* _AIM OF THE EXERCISE_
Give the lines from the line containing "each like <point>1027,298</point>." through the line containing "<point>303,112</point>", inclusive, as a JSON list of strings with one string per line and no blank lines.
[START DATA TO PROCESS]
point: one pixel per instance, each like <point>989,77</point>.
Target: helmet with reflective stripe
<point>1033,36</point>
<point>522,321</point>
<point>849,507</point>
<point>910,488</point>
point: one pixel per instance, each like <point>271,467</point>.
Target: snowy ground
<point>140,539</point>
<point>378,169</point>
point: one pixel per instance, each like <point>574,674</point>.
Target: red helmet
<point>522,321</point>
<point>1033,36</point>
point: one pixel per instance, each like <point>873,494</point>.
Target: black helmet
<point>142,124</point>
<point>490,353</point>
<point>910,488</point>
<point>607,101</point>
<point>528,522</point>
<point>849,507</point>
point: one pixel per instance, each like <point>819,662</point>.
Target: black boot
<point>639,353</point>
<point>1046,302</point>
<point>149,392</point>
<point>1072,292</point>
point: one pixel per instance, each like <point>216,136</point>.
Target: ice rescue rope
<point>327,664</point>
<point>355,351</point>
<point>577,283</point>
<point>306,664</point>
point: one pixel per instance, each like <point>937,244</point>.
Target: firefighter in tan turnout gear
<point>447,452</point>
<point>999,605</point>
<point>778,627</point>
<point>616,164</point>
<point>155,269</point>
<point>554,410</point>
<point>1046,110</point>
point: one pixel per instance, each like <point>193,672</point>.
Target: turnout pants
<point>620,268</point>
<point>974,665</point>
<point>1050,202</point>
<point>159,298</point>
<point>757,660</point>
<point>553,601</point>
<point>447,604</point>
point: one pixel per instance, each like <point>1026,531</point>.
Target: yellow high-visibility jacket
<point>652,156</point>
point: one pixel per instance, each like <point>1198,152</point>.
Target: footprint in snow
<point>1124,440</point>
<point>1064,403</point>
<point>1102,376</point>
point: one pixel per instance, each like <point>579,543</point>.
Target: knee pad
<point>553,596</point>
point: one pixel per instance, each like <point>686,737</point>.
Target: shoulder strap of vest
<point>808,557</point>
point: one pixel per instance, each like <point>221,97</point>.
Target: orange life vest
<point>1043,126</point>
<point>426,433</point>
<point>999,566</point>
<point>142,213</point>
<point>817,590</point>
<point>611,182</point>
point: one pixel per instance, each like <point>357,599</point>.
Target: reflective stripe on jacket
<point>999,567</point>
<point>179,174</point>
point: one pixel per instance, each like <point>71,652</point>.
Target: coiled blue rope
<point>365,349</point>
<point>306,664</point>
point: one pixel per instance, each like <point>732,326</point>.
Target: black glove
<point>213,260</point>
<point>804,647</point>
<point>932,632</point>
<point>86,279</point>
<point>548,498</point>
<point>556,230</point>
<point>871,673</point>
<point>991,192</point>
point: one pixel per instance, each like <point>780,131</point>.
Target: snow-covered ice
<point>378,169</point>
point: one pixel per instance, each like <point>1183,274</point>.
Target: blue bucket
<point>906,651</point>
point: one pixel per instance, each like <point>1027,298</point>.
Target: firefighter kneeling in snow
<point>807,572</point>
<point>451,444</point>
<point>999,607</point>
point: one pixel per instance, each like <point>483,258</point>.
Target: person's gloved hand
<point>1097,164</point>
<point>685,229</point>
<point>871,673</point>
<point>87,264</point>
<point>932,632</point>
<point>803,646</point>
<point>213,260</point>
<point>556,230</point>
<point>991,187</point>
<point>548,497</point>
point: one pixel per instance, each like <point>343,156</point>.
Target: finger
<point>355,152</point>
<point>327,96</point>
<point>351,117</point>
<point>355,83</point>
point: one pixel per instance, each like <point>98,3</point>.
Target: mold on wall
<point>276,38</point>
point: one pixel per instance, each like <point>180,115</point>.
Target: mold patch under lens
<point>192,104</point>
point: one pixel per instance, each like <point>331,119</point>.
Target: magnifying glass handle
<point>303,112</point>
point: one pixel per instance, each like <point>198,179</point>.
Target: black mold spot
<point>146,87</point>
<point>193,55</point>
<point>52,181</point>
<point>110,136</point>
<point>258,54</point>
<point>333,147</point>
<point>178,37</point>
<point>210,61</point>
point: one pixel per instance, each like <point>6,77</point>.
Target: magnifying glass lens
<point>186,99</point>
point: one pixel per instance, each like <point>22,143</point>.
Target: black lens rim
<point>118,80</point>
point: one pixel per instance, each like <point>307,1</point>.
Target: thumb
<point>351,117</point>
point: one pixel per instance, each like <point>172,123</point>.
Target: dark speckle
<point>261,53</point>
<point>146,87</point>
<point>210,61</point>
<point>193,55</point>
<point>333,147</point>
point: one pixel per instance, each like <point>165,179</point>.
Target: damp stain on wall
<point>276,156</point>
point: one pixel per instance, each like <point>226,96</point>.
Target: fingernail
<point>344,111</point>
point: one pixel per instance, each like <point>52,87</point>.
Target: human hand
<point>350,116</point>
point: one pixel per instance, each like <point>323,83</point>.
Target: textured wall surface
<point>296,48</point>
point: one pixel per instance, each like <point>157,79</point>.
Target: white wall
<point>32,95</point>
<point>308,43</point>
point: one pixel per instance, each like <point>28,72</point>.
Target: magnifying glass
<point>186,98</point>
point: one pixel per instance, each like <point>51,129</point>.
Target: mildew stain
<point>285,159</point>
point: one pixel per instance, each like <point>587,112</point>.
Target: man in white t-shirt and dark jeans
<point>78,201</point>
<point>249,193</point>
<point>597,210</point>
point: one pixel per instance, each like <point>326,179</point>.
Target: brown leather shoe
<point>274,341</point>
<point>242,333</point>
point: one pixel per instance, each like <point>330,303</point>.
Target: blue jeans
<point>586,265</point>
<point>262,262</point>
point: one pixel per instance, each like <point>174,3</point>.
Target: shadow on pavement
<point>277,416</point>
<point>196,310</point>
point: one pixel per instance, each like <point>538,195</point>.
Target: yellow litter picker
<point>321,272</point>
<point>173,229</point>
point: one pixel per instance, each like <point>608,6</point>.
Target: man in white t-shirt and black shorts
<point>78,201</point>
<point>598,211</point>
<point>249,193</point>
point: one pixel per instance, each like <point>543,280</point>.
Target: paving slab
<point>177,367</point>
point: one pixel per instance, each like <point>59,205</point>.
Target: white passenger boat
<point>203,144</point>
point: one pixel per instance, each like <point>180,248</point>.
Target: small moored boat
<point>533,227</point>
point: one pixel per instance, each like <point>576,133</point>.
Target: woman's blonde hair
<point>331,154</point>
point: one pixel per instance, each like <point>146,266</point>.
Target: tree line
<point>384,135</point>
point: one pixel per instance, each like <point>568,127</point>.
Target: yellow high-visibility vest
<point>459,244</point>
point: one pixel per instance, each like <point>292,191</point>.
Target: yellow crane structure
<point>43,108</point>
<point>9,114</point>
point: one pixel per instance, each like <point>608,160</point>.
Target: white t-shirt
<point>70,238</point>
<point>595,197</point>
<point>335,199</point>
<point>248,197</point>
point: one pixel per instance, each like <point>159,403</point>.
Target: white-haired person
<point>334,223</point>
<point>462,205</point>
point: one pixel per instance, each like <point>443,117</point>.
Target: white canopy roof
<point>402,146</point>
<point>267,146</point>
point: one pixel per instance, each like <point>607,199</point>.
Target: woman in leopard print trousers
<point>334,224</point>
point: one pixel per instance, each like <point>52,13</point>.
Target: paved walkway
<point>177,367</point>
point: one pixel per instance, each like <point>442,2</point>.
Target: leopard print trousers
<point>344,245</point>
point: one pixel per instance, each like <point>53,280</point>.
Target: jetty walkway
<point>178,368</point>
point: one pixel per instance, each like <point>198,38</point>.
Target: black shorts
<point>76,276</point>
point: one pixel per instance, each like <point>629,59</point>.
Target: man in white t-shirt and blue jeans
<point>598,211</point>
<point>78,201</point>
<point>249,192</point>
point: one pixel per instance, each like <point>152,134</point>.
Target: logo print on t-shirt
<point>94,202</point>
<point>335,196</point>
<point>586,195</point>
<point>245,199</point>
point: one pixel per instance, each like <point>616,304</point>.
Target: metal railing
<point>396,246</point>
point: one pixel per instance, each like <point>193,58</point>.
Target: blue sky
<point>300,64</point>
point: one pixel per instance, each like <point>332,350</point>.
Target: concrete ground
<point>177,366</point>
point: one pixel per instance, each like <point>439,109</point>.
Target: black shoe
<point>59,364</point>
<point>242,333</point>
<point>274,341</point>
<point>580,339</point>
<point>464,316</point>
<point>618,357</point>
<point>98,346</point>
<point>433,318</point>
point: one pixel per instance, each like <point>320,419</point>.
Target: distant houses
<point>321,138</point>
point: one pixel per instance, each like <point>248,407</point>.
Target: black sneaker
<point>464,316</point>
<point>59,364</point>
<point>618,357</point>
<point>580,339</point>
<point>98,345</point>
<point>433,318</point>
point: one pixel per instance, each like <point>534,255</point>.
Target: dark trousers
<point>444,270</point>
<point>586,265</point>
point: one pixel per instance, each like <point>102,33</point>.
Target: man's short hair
[END DATA TO PROCESS]
* _ANSWER TO THIS EXERCISE_
[
  "point: one pixel per instance, each like <point>1027,298</point>.",
  "Target: firefighter kneeling in snow",
  "<point>807,572</point>",
  "<point>451,444</point>",
  "<point>999,607</point>",
  "point: one pixel per instance, each like <point>483,258</point>.",
  "Target: person's gloved hand",
  "<point>1097,164</point>",
  "<point>685,229</point>",
  "<point>871,673</point>",
  "<point>87,264</point>",
  "<point>932,632</point>",
  "<point>803,646</point>",
  "<point>213,260</point>",
  "<point>556,230</point>",
  "<point>991,187</point>",
  "<point>548,497</point>",
  "point: one pixel per instance, each like <point>343,156</point>.",
  "Target: finger",
  "<point>355,152</point>",
  "<point>327,96</point>",
  "<point>351,117</point>",
  "<point>355,83</point>",
  "point: one pixel per instance, each like <point>98,3</point>.",
  "Target: mold on wall",
  "<point>276,38</point>",
  "point: one pixel per instance, each like <point>180,115</point>.",
  "Target: mold patch under lens",
  "<point>192,104</point>",
  "point: one pixel per instance, each like <point>331,119</point>.",
  "Target: magnifying glass handle",
  "<point>303,112</point>"
]